任务要求: 在下列记录中找出所有包含字符串“pedestal”的行，并将这些行逐一照抄出来。匹配时区分大小写。

数据摘录:
......
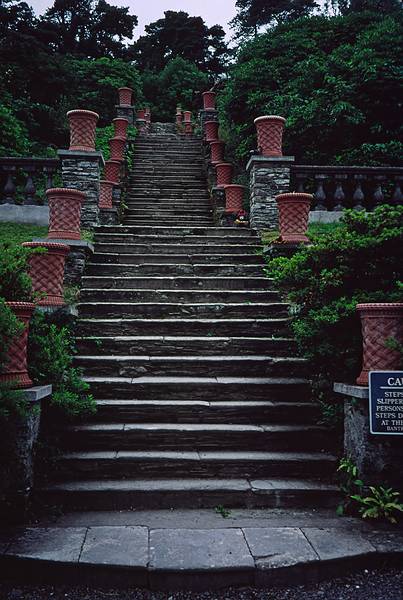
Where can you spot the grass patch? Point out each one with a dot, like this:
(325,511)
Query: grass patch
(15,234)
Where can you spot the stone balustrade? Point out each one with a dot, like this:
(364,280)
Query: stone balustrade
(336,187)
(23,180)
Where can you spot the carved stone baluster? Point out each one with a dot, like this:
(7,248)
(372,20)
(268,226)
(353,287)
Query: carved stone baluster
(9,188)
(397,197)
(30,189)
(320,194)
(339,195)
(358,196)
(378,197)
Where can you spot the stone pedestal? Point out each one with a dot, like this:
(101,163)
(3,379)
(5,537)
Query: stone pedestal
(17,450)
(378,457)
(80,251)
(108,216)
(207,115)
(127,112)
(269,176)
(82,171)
......
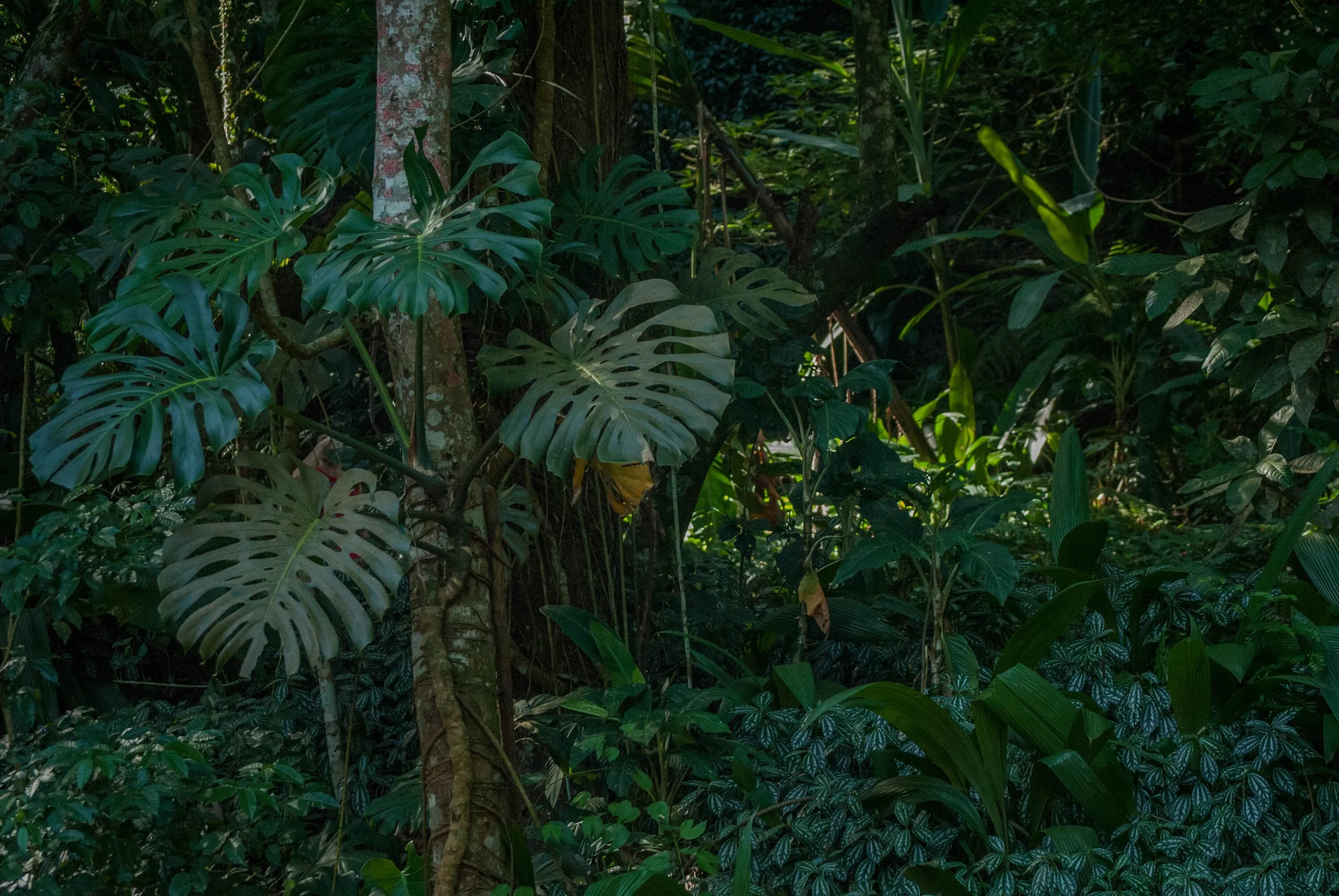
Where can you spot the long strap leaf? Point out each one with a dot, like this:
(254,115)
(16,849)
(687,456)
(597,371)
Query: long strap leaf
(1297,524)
......
答案如下:
Where can you spot the stone pedestal? Point out each one with a dot, like this:
Query: stone pedestal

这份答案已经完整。